>> Start DATASET RECORDS

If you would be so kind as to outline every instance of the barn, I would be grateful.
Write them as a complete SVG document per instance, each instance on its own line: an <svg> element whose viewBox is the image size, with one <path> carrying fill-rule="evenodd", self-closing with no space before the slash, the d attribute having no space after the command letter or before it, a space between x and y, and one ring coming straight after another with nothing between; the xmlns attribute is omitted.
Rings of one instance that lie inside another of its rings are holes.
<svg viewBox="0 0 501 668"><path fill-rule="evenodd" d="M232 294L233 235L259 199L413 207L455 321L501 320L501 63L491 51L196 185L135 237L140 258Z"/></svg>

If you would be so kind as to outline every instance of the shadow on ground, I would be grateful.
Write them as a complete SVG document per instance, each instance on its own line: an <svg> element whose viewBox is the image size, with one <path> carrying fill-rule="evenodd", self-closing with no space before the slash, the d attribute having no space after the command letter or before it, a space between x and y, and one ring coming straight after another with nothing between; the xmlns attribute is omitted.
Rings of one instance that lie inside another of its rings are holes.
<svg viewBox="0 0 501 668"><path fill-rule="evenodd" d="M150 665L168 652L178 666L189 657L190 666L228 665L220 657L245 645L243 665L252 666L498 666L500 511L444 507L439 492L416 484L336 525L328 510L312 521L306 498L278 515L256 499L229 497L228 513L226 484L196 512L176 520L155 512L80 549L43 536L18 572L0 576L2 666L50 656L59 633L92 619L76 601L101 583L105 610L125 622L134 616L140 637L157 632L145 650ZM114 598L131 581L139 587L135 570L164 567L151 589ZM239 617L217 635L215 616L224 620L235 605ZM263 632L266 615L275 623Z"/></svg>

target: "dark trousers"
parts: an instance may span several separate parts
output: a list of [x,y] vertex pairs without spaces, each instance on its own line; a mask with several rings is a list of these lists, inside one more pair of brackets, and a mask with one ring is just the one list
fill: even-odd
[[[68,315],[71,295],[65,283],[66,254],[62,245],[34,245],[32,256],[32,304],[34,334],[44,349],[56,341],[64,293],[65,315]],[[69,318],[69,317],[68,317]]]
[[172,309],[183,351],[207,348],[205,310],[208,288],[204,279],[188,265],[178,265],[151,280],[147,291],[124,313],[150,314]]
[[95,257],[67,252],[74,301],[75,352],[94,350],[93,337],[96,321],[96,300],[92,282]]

>> End DATASET RECORDS

> [WHAT TO WORK ON]: Copy the material starting at the line that contains "ground, I would be grateful." and continuing through its last line. Swap "dark trousers" for "black trousers" and leave everything else untouched.

> [IN RESPONSE]:
If you would be so kind as to outline every instance of the shadow on ground, I would be grateful.
Write them as a complete SVG document per instance, each instance on its own line: an <svg> element whose viewBox is the image size, with one <path> carrying fill-rule="evenodd", self-closing with no space before the slash, the d attribute having no space after the command letter or before it, a space between x and y, and one ring coming straight after another with nothing between; the xmlns attribute is omitted.
Rings of one instance that lie inside another of its rings are holes.
<svg viewBox="0 0 501 668"><path fill-rule="evenodd" d="M150 665L168 652L178 666L189 657L190 666L228 665L220 657L245 645L243 665L252 666L498 666L500 511L444 507L439 492L416 484L336 525L328 510L312 521L306 498L278 515L256 499L229 497L228 513L226 484L196 512L176 520L155 512L80 549L43 536L18 572L0 576L2 666L50 656L59 633L92 619L76 601L101 583L105 610L125 622L134 616L140 637L157 632L145 650ZM114 598L131 581L139 587L135 570L164 567L151 589ZM239 617L217 635L215 616L224 620L235 605ZM263 632L266 615L275 623Z"/></svg>

target: "black trousers"
parts: an instance may span several separate parts
output: a list of [x,y] vertex pairs without spaces, each instance on its own line; a mask with several rings is a list of these lists, inside one more pair of brackets, and a mask with one ring is just the one list
fill: even-odd
[[[68,315],[71,295],[65,283],[66,254],[62,245],[34,245],[32,256],[32,304],[34,334],[44,349],[56,341],[64,293],[65,315]],[[69,318],[69,317],[68,317]]]
[[172,309],[183,351],[207,348],[205,310],[208,288],[204,279],[188,265],[178,265],[151,280],[147,291],[124,313],[150,314]]
[[95,257],[67,252],[74,301],[75,352],[94,350],[93,337],[96,321],[96,300],[92,282]]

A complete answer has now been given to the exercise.